*** Entries provided ***

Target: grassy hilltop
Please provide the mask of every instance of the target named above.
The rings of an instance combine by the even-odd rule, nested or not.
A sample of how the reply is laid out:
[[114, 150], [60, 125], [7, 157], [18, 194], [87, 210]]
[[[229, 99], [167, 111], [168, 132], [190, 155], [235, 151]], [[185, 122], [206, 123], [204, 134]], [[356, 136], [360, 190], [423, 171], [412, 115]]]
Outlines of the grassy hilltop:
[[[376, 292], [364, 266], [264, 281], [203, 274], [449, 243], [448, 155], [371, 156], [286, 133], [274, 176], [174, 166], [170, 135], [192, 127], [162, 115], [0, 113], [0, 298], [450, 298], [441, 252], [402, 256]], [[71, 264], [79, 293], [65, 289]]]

*** End of Entries provided ***

> _Goal of the exercise_
In your response, reproduce the records exactly, every one.

> _Answer space_
Target: grassy hilltop
Please provide the mask of every instance of the target named above.
The rings of an instance combine by the even-odd rule, nested or not.
A sample of how the reply is laid out:
[[114, 150], [60, 125], [7, 157], [18, 194], [87, 210]]
[[[229, 99], [167, 111], [168, 132], [190, 155], [235, 151]], [[185, 122], [206, 123], [204, 134]], [[356, 136], [360, 190], [423, 171], [412, 115]]]
Outlines of the grassy hilltop:
[[[376, 292], [364, 266], [264, 281], [203, 274], [449, 243], [448, 155], [371, 156], [286, 133], [274, 176], [174, 166], [170, 135], [192, 127], [162, 115], [0, 113], [0, 298], [450, 298], [441, 252], [402, 256]], [[71, 264], [79, 293], [65, 289]]]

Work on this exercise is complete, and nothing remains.